You can further explore categorisation concepts on Google by selecting ‘Similar pages’ next to a result of interest. When I selected ‘Similar pages’ next to a hit about polar bears, all of the top ten in the next result set were about polar bears. This is a quick way of generating your own categories.
Part of the answer to mixed search results with a lot of irrelevant material is to teach users to search more effectively. A search on ‘gays bears’ is crucial if those are the bears being sought. This defaults to ‘gays AND bears’, meaning both terms must be present in the document. And a search for stockmarket bears could either include the word ‘stockmarket’ or some other specific term such as ‘Australia’ or ‘BHP–Billiton’. Unfortunately the ‘search better’ approach is limited, as the words you want to use to limit the search often have multiple meanings themselves. Limiting a search with ‘shares’ or ‘stocks’ did not work nearly as well as using the term ‘stockmarket’. And colourful language means that combining ‘bears’ with ‘children’ retrieves as the top hit (on 22 November 2002) ‘Apache – IBM marriage bears children’. The other problem with using search terms to limit a search to a specific domain is that, while this increases precision (the hits are more likely to be relevant), it decreases recall (you will miss some relevant hits).

Coordinate annotation entries
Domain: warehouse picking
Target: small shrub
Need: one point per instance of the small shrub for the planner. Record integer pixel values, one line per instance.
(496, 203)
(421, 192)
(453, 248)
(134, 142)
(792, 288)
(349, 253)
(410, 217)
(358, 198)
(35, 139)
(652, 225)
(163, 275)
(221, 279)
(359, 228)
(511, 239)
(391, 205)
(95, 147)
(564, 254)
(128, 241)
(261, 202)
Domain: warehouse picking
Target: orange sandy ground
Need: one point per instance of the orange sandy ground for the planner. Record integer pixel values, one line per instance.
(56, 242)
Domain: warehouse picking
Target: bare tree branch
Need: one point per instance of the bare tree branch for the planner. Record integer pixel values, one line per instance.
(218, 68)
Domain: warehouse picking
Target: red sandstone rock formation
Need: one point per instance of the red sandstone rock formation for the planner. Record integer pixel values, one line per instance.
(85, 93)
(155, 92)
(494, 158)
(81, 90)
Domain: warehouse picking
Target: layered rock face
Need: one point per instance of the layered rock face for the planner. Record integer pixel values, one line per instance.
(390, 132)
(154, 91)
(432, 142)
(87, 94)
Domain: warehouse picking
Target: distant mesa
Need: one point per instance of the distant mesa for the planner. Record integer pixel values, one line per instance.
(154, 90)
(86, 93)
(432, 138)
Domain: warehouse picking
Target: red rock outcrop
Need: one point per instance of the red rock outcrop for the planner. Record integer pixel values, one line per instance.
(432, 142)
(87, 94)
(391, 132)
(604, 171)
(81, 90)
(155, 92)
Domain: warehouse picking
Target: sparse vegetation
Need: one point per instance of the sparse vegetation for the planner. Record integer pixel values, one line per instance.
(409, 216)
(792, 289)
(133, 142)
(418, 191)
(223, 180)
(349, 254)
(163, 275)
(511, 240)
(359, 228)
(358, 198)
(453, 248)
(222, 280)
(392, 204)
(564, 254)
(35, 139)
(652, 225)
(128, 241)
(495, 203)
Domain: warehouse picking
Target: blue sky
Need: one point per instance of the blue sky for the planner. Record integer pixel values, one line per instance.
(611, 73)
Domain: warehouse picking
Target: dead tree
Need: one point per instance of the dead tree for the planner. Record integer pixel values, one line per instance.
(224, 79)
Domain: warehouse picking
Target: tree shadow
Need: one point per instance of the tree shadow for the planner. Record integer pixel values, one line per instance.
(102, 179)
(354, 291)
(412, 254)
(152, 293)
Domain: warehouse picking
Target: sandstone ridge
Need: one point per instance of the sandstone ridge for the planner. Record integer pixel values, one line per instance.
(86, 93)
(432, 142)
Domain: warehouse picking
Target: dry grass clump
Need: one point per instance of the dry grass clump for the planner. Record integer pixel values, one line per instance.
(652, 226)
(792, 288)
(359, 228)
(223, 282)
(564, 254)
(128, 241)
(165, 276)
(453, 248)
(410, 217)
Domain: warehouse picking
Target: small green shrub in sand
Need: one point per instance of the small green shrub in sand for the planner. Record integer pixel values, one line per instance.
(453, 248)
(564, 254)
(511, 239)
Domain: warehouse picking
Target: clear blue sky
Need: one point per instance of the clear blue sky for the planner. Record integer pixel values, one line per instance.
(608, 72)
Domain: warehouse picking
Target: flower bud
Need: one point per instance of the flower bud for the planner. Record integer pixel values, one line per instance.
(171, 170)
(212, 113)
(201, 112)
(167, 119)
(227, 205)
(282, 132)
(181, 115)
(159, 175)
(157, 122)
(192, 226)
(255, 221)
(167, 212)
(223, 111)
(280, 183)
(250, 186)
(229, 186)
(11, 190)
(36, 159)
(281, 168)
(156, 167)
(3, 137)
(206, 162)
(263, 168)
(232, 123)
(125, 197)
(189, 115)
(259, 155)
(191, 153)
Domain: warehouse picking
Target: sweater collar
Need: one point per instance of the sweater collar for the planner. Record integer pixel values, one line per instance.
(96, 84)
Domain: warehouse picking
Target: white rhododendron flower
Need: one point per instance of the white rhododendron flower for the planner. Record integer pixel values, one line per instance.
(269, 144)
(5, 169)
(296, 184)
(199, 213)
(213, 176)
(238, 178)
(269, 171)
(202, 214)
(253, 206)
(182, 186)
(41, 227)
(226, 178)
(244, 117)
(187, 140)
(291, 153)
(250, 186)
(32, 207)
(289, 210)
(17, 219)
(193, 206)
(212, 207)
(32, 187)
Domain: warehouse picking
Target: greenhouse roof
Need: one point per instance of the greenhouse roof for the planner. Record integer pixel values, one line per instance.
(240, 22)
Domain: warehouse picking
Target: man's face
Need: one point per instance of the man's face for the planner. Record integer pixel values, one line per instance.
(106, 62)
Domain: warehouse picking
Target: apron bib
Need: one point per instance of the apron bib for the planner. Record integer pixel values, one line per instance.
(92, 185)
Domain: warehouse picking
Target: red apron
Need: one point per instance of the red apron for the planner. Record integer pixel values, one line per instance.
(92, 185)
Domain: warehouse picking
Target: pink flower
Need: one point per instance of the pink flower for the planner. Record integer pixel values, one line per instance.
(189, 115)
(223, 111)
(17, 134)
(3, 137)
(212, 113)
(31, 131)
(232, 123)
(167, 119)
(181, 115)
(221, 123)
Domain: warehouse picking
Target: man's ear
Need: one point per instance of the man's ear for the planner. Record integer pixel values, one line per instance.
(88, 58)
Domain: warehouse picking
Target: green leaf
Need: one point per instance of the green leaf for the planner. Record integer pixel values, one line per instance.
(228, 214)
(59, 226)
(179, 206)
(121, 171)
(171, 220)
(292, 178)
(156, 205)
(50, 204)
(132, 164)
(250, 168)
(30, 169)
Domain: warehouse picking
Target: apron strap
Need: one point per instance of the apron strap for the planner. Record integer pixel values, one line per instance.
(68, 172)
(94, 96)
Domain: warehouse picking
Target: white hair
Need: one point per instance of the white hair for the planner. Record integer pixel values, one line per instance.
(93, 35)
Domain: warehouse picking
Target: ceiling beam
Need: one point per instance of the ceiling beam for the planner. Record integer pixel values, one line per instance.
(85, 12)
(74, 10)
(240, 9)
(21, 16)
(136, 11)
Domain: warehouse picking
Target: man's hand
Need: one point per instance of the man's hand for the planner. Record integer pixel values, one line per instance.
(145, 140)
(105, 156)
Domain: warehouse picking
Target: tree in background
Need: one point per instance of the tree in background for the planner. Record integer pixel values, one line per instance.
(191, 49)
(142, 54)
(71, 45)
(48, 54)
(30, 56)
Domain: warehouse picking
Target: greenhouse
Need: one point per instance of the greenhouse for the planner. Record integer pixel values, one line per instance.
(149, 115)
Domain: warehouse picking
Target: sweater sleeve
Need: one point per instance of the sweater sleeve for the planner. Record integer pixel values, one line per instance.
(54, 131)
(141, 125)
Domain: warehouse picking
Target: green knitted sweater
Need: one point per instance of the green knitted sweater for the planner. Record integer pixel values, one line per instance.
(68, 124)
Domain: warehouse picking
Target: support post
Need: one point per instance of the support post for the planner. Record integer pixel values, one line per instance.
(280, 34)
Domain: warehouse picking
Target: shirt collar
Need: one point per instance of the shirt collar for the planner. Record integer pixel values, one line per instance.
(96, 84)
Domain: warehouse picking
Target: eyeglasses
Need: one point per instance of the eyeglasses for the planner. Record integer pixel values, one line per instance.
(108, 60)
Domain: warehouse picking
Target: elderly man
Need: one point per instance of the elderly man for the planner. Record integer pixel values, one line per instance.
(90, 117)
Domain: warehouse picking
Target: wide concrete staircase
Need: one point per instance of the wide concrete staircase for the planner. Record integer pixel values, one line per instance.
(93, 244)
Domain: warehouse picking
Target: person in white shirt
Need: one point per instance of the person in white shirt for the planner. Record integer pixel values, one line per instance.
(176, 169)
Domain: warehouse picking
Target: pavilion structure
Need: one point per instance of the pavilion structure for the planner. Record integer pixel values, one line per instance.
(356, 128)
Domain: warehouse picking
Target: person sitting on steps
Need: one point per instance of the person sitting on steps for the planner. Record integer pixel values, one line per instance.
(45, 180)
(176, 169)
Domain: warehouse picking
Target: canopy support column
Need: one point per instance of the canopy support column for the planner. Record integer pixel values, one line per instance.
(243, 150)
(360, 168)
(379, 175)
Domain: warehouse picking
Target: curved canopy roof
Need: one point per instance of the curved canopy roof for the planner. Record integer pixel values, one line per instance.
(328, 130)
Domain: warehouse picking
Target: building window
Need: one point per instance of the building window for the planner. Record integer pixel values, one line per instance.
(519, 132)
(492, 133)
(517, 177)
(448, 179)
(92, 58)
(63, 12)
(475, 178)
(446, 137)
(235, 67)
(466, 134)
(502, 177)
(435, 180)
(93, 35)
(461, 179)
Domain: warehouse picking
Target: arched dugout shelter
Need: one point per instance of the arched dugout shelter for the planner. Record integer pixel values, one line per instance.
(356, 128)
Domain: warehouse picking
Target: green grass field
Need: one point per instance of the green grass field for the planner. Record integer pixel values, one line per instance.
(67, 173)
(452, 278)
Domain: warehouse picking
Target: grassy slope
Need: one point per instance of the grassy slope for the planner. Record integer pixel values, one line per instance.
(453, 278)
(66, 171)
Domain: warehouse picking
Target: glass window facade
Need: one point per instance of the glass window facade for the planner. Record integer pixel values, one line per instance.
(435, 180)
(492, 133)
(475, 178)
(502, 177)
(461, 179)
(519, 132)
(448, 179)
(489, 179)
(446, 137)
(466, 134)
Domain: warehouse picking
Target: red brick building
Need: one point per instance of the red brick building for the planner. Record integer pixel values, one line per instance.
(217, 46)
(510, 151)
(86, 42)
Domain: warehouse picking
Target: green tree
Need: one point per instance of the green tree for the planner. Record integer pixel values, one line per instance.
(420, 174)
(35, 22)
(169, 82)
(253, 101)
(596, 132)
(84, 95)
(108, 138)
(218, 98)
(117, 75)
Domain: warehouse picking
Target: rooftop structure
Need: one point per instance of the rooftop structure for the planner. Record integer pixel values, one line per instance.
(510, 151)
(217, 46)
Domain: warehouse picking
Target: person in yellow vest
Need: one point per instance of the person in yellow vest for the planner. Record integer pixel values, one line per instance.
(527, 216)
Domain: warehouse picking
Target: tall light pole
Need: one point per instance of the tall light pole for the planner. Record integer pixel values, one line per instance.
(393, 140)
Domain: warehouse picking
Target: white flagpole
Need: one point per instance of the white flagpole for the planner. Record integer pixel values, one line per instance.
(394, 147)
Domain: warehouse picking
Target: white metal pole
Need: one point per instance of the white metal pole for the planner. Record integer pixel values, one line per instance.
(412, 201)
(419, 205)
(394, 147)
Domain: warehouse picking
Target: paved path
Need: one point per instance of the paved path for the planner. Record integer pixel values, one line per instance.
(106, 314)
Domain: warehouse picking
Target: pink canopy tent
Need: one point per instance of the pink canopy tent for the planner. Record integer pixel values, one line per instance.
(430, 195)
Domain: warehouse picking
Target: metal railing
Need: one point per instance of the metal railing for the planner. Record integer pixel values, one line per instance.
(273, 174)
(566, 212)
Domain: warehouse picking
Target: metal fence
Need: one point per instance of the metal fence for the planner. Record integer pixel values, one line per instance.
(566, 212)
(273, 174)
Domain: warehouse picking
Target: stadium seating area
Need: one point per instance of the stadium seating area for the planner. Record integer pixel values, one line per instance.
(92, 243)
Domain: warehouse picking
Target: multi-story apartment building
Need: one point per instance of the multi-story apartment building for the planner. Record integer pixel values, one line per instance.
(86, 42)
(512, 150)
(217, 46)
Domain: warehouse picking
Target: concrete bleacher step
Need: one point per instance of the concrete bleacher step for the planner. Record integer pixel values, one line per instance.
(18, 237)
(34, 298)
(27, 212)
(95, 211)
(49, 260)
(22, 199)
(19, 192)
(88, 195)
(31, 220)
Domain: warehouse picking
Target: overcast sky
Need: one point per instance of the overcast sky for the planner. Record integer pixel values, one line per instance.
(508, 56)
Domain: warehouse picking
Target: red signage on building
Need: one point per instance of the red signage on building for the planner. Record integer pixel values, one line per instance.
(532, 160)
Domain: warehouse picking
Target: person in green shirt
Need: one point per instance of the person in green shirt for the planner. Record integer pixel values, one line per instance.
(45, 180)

What to work on |
Repeat the stretch of the passage on web searching from "You can further" through "your own categories.". Rely only on the passage on web searching for your answers.

Solution for this task |
You can further explore categorisation concepts on Google by selecting ‘Similar pages’ next to a result of interest. When I selected ‘Similar pages’ next to a hit about polar bears, all of the top ten in the next result set were about polar bears. This is a quick way of generating your own categories.